• **Required task**
Write out the material again word for word, dropping any images it holds.

• **Exercise data**

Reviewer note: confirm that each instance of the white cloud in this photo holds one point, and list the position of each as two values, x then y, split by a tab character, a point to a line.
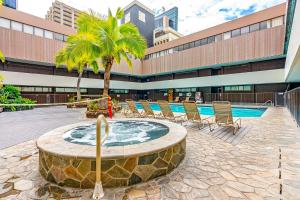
194	15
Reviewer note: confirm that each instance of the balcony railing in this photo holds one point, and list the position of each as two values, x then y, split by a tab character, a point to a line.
292	102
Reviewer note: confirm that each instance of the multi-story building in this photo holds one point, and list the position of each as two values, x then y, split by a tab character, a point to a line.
63	14
253	57
172	15
142	17
11	3
165	33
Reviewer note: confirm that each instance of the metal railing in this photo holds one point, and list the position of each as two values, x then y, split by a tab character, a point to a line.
98	191
292	102
240	98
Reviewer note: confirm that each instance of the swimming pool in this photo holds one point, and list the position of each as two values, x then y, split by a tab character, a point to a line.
208	110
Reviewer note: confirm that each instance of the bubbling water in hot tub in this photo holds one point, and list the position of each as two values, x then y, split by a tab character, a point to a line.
121	133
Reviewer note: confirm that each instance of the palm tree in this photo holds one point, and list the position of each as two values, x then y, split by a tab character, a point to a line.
2	58
79	51
116	42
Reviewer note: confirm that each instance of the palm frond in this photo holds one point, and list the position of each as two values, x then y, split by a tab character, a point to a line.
2	57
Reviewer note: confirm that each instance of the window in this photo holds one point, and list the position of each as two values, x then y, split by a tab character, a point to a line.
27	89
277	21
218	37
65	38
48	34
197	43
245	88
210	39
203	41
192	44
28	29
263	25
38	32
16	26
180	48
236	33
142	16
227	35
245	30
4	23
127	17
58	36
254	27
186	46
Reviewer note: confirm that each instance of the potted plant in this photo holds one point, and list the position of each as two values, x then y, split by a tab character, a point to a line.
116	105
1	85
71	101
93	110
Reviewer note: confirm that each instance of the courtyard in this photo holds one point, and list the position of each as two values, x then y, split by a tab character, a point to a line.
263	164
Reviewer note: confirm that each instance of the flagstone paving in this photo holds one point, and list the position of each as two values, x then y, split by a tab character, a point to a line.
264	165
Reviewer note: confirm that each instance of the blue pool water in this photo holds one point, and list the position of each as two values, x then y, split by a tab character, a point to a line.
208	110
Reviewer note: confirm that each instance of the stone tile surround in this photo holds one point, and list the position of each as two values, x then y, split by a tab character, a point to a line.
264	165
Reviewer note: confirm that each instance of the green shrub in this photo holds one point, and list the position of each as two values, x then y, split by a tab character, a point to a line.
12	95
93	107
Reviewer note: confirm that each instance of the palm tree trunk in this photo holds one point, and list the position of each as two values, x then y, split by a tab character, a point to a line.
107	77
78	86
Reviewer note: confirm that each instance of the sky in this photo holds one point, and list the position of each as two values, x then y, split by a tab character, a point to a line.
194	15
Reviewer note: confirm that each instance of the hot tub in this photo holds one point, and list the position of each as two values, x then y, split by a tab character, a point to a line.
136	151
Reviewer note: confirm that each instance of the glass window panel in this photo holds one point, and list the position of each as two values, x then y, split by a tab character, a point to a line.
186	46
277	21
4	23
58	36
234	88
28	29
241	88
65	38
227	35
236	33
38	32
142	16
60	89
48	34
127	17
197	43
39	89
227	88
27	89
245	30
203	41
16	26
263	25
192	44
247	88
269	24
254	27
218	37
210	39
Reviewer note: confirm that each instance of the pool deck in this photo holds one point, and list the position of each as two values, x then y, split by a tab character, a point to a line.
263	164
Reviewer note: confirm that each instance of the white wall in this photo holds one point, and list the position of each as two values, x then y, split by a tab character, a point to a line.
292	65
260	77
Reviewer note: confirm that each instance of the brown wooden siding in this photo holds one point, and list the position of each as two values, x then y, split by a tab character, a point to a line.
260	44
255	45
22	46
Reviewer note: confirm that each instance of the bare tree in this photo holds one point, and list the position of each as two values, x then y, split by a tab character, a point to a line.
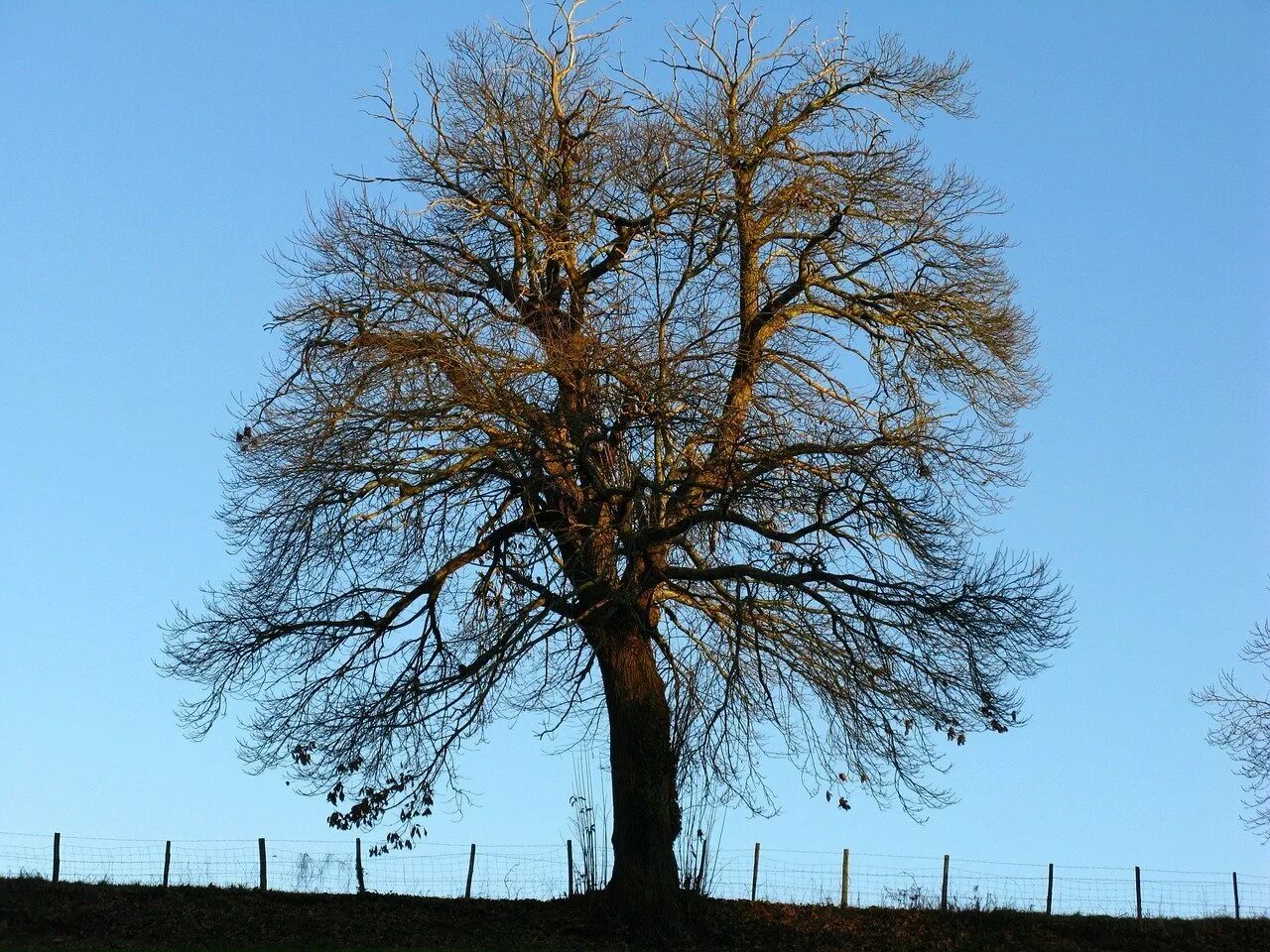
676	407
1242	728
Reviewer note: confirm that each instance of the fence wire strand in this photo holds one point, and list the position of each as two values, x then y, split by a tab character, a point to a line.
541	873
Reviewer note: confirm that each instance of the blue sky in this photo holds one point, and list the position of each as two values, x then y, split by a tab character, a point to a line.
155	153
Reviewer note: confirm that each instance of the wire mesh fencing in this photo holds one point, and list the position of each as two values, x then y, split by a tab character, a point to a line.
452	870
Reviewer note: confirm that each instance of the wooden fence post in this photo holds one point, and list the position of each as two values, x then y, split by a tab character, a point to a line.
753	883
361	870
568	847
846	878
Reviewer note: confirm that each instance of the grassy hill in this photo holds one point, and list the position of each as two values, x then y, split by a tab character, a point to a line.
36	914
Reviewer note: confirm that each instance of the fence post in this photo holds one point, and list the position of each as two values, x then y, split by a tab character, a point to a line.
846	876
944	889
568	846
361	870
753	883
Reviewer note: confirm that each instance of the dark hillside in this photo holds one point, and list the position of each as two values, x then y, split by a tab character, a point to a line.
36	914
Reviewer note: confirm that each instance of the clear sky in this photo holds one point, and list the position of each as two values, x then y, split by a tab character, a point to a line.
153	154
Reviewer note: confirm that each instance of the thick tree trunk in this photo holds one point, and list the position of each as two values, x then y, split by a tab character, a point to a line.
645	800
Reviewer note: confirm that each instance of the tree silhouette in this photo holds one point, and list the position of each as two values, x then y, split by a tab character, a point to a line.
677	408
1242	728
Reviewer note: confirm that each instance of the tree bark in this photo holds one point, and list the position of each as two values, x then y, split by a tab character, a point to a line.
644	885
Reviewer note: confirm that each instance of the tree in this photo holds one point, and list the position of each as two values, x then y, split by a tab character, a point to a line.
1242	728
670	407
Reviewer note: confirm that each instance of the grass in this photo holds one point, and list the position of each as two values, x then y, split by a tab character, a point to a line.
36	914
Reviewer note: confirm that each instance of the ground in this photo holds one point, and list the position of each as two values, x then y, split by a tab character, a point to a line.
36	914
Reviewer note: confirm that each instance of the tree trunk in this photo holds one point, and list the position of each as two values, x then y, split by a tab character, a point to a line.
645	801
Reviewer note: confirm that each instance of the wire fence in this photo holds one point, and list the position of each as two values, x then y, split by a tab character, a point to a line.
544	873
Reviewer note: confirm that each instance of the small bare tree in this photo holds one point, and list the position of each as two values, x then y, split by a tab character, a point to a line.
1242	728
675	408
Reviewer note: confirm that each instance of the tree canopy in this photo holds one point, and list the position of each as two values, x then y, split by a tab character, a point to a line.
676	400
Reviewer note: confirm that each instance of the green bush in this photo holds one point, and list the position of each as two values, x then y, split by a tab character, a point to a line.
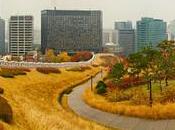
119	96
168	95
101	87
5	111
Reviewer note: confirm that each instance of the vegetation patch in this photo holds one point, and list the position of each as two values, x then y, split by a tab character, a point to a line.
5	111
48	70
1	126
141	85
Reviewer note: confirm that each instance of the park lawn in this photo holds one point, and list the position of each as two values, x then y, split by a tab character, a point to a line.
158	111
33	99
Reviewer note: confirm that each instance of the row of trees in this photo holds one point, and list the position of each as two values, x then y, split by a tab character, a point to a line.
151	64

• **The solution**
Reviewer note: confirm that each instance of the white cloud in this photo holds one point, and list the position of each as two values, x then y, split by a tab character, a point to a line.
194	15
Reviewer note: confirm that each instance of the balcony railing in this photo holds one point, and list the position of each as two values, x then y, split by a tab character, a point to a line.
292	102
Reviewer note: confirm that each instance of the multi-story building in this photo holds one point, and list the position of each as two values, x then y, split by a tab character, a point to a line.
63	14
253	57
172	15
142	17
11	3
165	33
Reviewer note: confirm that each instance of the metal railing in this photo holds one point, and list the position of each as two values, x then y, split by a tab character, a point to a line.
98	191
292	102
240	98
Reviewer note: confirm that each instance of the swimming pool in this photo holds one point, and list the position of each as two values, x then y, split by a tab character, a point to a line.
208	110
Reviewer note: confirm that each instance of the bubbling water in hot tub in this photo holds one point, and list the position of each as two values, x then y, split by a tab character, a point to a line.
121	133
Reviewer note: confirm that each instance of the palm tree in this photo holds one point, and list the position of each as two values, x then y, split by a tab character, a point to a line.
2	58
79	51
116	42
Reviewer note: confirm that each instance of the palm frond in this photo holds one point, and list the position of each as two values, x then y, split by a tab character, a point to a line.
2	57
Reviewer note: confirm that each instance of the window in this photo holds one point, and list the position of each as two values, x then y, split by a tab character, a point to a line.
27	89
277	21
218	37
65	38
48	34
197	43
245	88
210	39
203	41
192	44
28	29
263	25
38	32
16	26
180	48
236	33
142	16
227	35
245	30
4	23
127	17
58	36
254	27
186	46
Reviewer note: confirm that each instance of the potted plant in this photo holds one point, and list the position of each as two values, x then y, split by a tab character, a point to a line.
116	105
1	85
71	101
93	110
Reviewer note: confirm that each instance of the courtyard in this photo holds one point, and list the position of each as two values, x then y, split by a tab character, a point to a line.
263	164
Reviewer note: confirm that each instance of the flagstone paving in this photo holds one point, and list the position of each as two values, x then y, split by a tab character, a point to a line.
264	165
Reviewer note: confirm that each instance of the blue pool water in this photo holds one point, and list the position of each as two values, x then y, split by a tab character, a point to a line.
208	110
Reviewer note: confirm that each instance of the stone tile surround in this photo holds one point, and list the position of each as two values, x then y, split by a tab character, a point to a line.
264	165
Reviewer note: confirm that each instance of the green shrub in this photo holds one point, and list the position of each as two values, x then y, split by a tab character, a point to a line.
12	95
93	107
Reviewer note: confirm that each instance of the palm tree trunk in this photo holds one point, and list the position of each as two values, x then y, split by a tab character, a point to a line.
107	77
78	86
Reviewer note: confirm that each instance of the sky in this photo holds one point, and list the position of each as two values, x then y, split by a tab character, a point to a line.
194	15
Reviewer note: confirm that each instance of the hot tub in this photo holds one point, and list the position of each as two values, x then y, split by a tab character, a point to a line.
136	151
Reviewer note: confirm that each instance of the glass window panel in this photo holds one point, and list the position of each as two values, x then y, split by a tab character, a point to a line.
186	46
277	21
4	23
58	36
234	88
28	29
241	88
65	38
227	35
236	33
38	32
142	16
60	89
48	34
127	17
197	43
39	89
227	88
27	89
245	30
203	41
16	26
263	25
192	44
247	88
269	24
254	27
218	37
210	39
Reviewer note: confirm that each instance of the pool deck in this photo holds one point, and list the position of each as two values, x then y, split by a tab character, a point to a line.
263	164
Reviewer note: confirm that each instance of the white wall in this photo holds one point, and list the position of each as two values, x then y, split by a tab character, a point to a line.
292	65
260	77
Reviewer note: confirm that each instance of the brown wooden siding in this photo holds one point, and list the position of each as two values, x then y, split by a tab character, a point to a line.
260	44
255	45
22	46
Reviewer note: confirm that each instance of the bare tree in this photo holds one point, and list the position of each as two values, x then y, split by a tab character, a point to a line.
676	407
1242	728
Reviewer note: confirm that each instance of the fence wire strand in this photo holds one point, and list the position of each as two values, x then y, split by a tab character, a point to a line.
541	873
Reviewer note: confirm that each instance of the blue sky in this photo holds one point, and list the position of each as two values, x then y, split by a tab character, a point to a line.
155	153
Reviewer note: confirm that each instance of the wire mesh fencing in this photo holds one point, and list the position of each as two values, x then y, split by a tab character, a point to a line.
452	870
Reviewer note: confirm that each instance of the wooden fence post in this photo holds one point, and list the position of each as two values, x then y, split by a tab character, a point to a line.
753	883
361	870
568	847
846	878
Reviewer note: confirm that each instance of the grassy hill in this photo holds one point, and list the position of each as two values, x then y, split by a tab character, a point to a line.
36	914
Reviewer note: confirm that each instance of the fence post in this photo holds one point, and list the position of each as two values, x then y, split by a tab character, a point to a line.
846	876
944	889
568	846
361	870
753	883
Reviewer note: confirm that each instance of the dark hillside in this photo holds one point, and list the position of each as two values, x then y, split by a tab character, a point to a line.
36	914
Reviewer note: confirm that each instance of the clear sky in this photo holds one point, and list the position of each as two values, x then y, split by a tab character, a point to a line.
153	154
Reviewer note: confirm that each instance of the thick tree trunk in this photo holds one point, and list the position of each as two values, x then y, split by a tab character, a point to a line.
645	800
Reviewer note: confirm that each instance of the tree silhouette in this photo holds one point, and list the position of each as two values, x then y, split by a tab character, a point to a line.
677	408
1242	728
Reviewer note: confirm that each instance of the tree bark in this photo holds one point, and list the position of each as two values, x then y, split by a tab character, a point to a line.
644	885
Reviewer note: confirm that each instance of the tree in this photo holds one point, and list the position of each as two values, x then y, split by a tab character, a point to a line.
1242	728
670	407
Reviewer note: confirm that each instance of the grass in this photo holds one point, and list the position of each as two values, x then y, split by a tab character, a point to a line.
36	914
Reviewer note: confirm that each instance of the ground in this photo holds one point, and list the position of each as two values, x then y, split by a tab character, a point to a line.
36	914
Reviewer note: confirm that each instance of the tree trunk in this photo holds one point, and list the position of each as two values, x then y, split by a tab character, a point to a line.
645	801
Reviewer note: confirm that each instance of the wire fence in this photo holds one point, and list the position of each as two values, x then y, split by a tab character, a point to a line.
544	873
Reviewer note: confirm that each instance of the small bare tree in this photo holds one point, and list the position of each as two values, x then y, split by a tab character, a point to a line.
1242	728
675	408
Reviewer note: confirm that each instance of the tree canopy in this photo holds one point, and list the position of each as two values, x then y, split by a tab character, a point to a line.
676	400
Reviewer note: confirm that each instance of the green bush in this photo holds one point, and list the position of each as two values, x then y, split by a tab character, a point to a line.
119	96
168	95
101	87
5	111
Reviewer note: confirm that each instance of the vegetation patch in this photo holds one point, and list the position of each as two values, x then y, split by a tab character, a point to a line.
5	111
48	70
1	126
141	85
Reviewer note: confirm that each instance of the park lawn in this photo holds one point, and list the position of each as two values, x then y, split by a tab character, a point to a line.
158	111
33	99
Reviewer note: confirm that each instance of the row of trees in this photo holds one point, and list the position of each as two values, x then y, split by a tab character, a point to a line.
151	64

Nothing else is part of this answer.